Quote, word for word, every line starting at the line that contains "the electrical outlet" and ending with the last line of the records; include both of these lines and no others.

**Exercise materials**

----------------

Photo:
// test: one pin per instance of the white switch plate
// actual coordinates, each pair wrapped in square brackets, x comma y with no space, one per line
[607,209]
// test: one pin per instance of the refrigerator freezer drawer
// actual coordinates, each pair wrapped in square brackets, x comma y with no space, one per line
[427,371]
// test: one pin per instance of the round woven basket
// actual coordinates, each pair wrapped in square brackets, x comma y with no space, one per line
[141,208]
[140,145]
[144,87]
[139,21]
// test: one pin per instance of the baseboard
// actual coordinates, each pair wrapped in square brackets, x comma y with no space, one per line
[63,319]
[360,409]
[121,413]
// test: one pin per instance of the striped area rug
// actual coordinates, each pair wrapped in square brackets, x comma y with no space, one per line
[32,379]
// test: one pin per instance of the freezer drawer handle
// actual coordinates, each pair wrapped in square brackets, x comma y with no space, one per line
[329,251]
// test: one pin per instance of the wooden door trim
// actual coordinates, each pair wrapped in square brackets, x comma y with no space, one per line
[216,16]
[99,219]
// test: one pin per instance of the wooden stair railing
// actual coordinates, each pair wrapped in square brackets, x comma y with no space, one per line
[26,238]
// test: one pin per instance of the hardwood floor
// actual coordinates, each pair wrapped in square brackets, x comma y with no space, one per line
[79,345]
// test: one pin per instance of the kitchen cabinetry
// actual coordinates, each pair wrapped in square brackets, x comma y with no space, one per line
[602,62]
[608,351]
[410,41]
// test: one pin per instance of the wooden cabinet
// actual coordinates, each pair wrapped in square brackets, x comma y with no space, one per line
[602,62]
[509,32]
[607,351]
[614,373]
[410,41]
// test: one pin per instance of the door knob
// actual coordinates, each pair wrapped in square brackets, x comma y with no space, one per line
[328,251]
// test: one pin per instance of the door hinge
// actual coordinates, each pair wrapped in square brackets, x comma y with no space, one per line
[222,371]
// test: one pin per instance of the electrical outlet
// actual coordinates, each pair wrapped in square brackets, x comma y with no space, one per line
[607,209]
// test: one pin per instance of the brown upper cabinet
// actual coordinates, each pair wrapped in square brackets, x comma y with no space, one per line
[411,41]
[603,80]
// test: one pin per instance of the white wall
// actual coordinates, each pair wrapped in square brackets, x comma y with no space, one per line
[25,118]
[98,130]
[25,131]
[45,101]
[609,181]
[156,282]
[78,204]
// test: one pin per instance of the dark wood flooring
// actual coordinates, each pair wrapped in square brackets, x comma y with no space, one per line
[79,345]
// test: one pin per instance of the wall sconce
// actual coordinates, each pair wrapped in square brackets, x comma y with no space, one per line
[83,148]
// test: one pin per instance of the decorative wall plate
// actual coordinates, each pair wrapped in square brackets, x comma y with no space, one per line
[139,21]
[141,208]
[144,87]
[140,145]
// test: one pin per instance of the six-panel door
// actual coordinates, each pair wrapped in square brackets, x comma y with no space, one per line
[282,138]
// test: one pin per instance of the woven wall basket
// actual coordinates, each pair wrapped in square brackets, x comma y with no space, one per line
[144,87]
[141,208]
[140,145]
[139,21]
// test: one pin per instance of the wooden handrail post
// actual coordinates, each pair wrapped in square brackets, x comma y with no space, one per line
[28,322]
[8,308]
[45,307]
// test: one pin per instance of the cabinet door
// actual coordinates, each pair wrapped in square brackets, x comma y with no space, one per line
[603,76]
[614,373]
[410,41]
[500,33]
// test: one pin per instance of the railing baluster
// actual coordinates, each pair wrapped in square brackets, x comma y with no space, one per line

----------------

**Written response**
// test: one pin per instance of the electrical outlet
// actual coordinates, each pair wrapped in square brackets, x comma y with no space, one per line
[607,209]
// test: one pin per instance of the brown upper cabinet
// actual coordinates, each pair wrapped in square brackets, x comma y with no space, one per line
[411,41]
[603,80]
// test: one pin per instance of the white wall
// actual coordinates, each pair wrapped in square brackets, x comma y with no space, one per line
[25,118]
[98,130]
[25,131]
[45,101]
[609,181]
[156,282]
[78,204]
// test: one pin per instance of the dark wood flooring
// actual coordinates, each pair wrapped in square brackets, x comma y with no space, one per line
[79,345]
// test: one pin per instance of the wall sconce
// actual coordinates, each pair wrapped in square brackets, x comma y with no space, one per line
[83,148]
// test: one pin per instance of the decorative wall plate
// actual coordinates, each pair wrapped in square brackets, x comma y with no space, one per line
[139,21]
[141,208]
[144,87]
[140,145]
// test: one pin per instance of the six-panel door
// actual coordinates, each pair wrapped in square brackets, x comma y with no space, one per line
[282,138]
// test: one pin per instance of the woven wall basket
// actual coordinates, each pair wrapped in square brackets, x comma y with no space, one per line
[144,87]
[141,208]
[140,145]
[139,21]
// test: one pin per instance of the wooden handrail post
// actual coordinates, each pair wrapped in square brackets, x comma y with no space, one per line
[28,322]
[8,308]
[45,307]
// test: one pin per instance of the cabinet door
// actual coordinates, each pair wrapped in square brackets, x comma y with no space, one per line
[603,76]
[614,373]
[410,41]
[500,33]
// test: one pin per instance of the railing baluster
// actual coordinates, each pair wrapped in square brackets, x comma y with no space, one per line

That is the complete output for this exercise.